# AVAILABLE DATA:
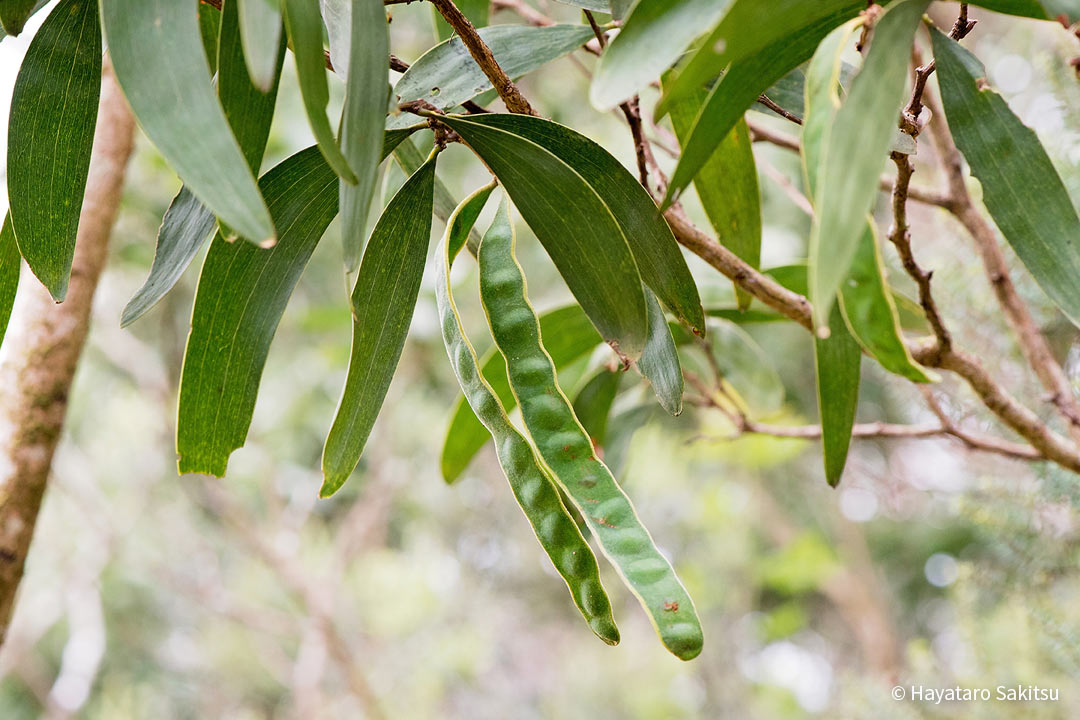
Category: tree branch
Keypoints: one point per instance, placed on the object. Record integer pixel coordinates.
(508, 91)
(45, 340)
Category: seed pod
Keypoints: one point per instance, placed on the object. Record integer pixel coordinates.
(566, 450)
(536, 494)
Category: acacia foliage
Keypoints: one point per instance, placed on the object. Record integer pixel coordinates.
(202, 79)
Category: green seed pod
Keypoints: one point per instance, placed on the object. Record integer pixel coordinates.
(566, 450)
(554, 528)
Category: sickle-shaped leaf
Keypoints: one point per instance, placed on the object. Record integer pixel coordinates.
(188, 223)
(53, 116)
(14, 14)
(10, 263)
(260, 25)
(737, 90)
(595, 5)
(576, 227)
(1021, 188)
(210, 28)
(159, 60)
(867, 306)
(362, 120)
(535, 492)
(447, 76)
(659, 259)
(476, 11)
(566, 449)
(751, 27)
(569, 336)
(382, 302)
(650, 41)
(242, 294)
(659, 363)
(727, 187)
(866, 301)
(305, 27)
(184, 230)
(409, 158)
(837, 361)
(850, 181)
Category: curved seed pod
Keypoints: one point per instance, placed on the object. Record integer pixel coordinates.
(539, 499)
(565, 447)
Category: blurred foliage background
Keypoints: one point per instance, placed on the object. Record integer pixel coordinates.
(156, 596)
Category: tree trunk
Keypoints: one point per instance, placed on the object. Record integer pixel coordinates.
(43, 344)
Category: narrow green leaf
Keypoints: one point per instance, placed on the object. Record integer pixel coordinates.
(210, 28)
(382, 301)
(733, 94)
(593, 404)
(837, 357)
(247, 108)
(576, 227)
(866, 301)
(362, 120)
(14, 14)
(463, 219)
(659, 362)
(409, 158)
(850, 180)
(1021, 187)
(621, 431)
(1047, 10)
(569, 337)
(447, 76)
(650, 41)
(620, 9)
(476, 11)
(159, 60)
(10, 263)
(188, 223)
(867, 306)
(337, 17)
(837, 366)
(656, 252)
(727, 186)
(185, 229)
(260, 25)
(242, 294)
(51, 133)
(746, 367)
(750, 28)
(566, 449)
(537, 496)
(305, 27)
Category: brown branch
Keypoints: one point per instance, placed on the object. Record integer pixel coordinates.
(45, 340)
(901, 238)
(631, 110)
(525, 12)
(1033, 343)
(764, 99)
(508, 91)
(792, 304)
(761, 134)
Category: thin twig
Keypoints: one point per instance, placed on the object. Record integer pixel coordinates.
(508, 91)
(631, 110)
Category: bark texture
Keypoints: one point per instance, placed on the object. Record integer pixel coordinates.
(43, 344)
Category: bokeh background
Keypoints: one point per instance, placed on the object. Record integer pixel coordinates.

# WORK ORDER:
Could you reproduce, exactly, every line above from the line with "Category: curved seed pod" to the line with "Category: brown branch", and no other line? Both ends count.

# TASK SOLUTION:
Category: curved seed pod
Keypoints: one point per instance, placed on the object. Record integer pixel coordinates.
(539, 499)
(565, 447)
Category: blurred foliage background
Keypoints: one point per instance, placed on the object. Record integer pixel coordinates.
(156, 596)
Category: tree trunk
Keypoints: one point per instance, placed on the object. Record integer pixel coordinates.
(43, 344)
Category: narrow green leaf
Keypoints: one point per instance, placed on the object. Record integer pixel coordinates.
(210, 28)
(382, 301)
(733, 94)
(593, 404)
(837, 357)
(247, 108)
(576, 227)
(866, 301)
(362, 120)
(14, 14)
(463, 219)
(659, 362)
(409, 158)
(850, 180)
(1021, 187)
(621, 431)
(1047, 10)
(569, 337)
(447, 76)
(650, 41)
(620, 9)
(476, 11)
(159, 60)
(10, 263)
(188, 223)
(867, 306)
(337, 17)
(837, 366)
(656, 252)
(727, 186)
(185, 229)
(260, 25)
(242, 294)
(51, 133)
(746, 367)
(750, 28)
(566, 449)
(537, 496)
(305, 27)
Category: brown branch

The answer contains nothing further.